Would you output the whole listing below, exactly as it reads?
[START OF RECORDS FOR THIS TASK]
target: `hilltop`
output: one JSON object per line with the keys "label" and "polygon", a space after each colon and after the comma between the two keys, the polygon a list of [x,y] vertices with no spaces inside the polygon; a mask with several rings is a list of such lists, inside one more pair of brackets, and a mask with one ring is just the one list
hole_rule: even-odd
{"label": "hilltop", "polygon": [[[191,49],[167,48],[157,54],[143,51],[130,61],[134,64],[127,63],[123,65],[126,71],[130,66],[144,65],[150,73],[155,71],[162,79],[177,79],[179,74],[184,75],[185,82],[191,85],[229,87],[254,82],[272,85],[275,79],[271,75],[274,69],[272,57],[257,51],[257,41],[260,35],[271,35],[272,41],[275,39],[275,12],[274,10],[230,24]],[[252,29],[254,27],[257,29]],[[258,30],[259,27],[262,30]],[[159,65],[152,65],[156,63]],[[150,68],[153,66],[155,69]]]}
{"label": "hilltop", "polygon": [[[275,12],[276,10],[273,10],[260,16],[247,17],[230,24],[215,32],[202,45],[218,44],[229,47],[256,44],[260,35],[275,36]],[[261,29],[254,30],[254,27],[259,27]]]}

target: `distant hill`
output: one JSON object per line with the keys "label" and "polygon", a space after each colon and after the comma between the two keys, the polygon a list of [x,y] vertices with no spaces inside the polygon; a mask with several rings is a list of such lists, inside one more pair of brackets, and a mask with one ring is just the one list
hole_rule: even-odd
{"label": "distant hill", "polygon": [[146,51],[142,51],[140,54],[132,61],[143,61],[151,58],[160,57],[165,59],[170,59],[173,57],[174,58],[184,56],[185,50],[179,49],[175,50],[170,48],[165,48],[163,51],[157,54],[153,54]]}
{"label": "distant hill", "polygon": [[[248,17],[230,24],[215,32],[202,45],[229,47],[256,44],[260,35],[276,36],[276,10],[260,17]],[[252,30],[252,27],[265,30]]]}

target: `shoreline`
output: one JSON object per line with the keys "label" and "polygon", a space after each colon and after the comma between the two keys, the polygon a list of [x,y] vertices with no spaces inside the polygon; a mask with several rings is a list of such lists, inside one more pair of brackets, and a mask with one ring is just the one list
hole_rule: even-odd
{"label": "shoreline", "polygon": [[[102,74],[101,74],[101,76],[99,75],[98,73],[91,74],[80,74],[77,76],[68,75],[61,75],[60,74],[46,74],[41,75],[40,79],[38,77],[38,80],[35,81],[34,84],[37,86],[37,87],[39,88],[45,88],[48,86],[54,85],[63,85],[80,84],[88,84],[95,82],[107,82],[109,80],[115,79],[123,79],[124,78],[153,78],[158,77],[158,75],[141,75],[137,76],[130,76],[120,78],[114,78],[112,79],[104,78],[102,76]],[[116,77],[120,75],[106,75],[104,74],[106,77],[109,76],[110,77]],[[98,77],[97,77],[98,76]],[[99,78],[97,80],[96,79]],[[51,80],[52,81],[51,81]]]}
[END OF RECORDS FOR THIS TASK]
ANSWER TO THE PROBLEM:
target: `hilltop`
output: one JSON object per line with the keys "label" and "polygon", a space after each colon and after the comma between the two keys, the polygon a list of [x,y] vertices with no spaces inside the polygon; a mask with several rings is a list of such lists, inside one more pair of brackets, and a mask with one ring is just the one list
hole_rule: even-odd
{"label": "hilltop", "polygon": [[[191,49],[167,48],[157,54],[143,51],[130,61],[134,64],[127,63],[123,65],[126,71],[130,66],[144,65],[150,73],[155,71],[162,79],[177,79],[179,74],[184,75],[185,82],[191,85],[229,87],[254,82],[272,85],[275,79],[271,75],[274,69],[272,57],[257,51],[257,41],[260,35],[271,35],[272,41],[275,39],[275,12],[274,10],[230,24]],[[252,29],[254,27],[257,29]],[[258,30],[259,27],[262,30]],[[159,65],[152,65],[156,63]],[[150,68],[153,66],[155,69]]]}
{"label": "hilltop", "polygon": [[[275,12],[276,10],[273,10],[260,16],[247,17],[230,24],[215,32],[202,45],[218,44],[229,47],[256,44],[260,35],[275,36]],[[261,29],[254,30],[254,27],[259,27]]]}

target: `distant hill`
output: one JSON object per line with the keys "label" and "polygon", a space after each colon and after the comma between the two keys, the polygon a list of [x,y] vertices with no spaces inside the polygon; a mask with several rings is a list of such lists, inside one more pair of brackets, and a mask with one ring is just the one list
hole_rule: even-odd
{"label": "distant hill", "polygon": [[146,51],[142,51],[140,54],[132,61],[143,61],[151,58],[160,57],[165,59],[170,59],[173,57],[174,58],[184,56],[185,50],[179,49],[175,50],[170,48],[165,48],[163,51],[157,54],[153,54]]}
{"label": "distant hill", "polygon": [[[248,17],[230,24],[215,32],[202,45],[229,47],[256,44],[260,35],[276,36],[276,10],[260,17]],[[252,30],[252,27],[265,30]]]}

target: `shoreline`
output: one JSON object per line with the keys "label" and "polygon", a space after each colon and after the comma between the two keys, the polygon a list of [x,y] vertices with no spaces inside the polygon; a mask with several rings is a list of such lists, inside one more pair of brackets, and a mask with one ring is just the one list
hole_rule: even-odd
{"label": "shoreline", "polygon": [[[102,74],[101,74],[101,76],[99,75],[98,73],[91,74],[80,74],[77,76],[68,75],[61,75],[60,74],[46,74],[41,75],[40,79],[38,77],[38,80],[35,81],[34,84],[37,86],[37,87],[39,88],[45,88],[48,86],[54,85],[63,85],[80,84],[88,84],[95,82],[107,82],[109,80],[115,79],[123,79],[124,78],[153,78],[158,77],[158,75],[141,75],[137,76],[130,76],[120,78],[114,78],[112,79],[104,78],[102,76]],[[116,77],[120,75],[106,75],[104,74],[106,77],[109,76],[110,77]],[[98,77],[97,77],[98,76]],[[99,78],[97,80],[96,79]],[[51,80],[52,81],[51,81]]]}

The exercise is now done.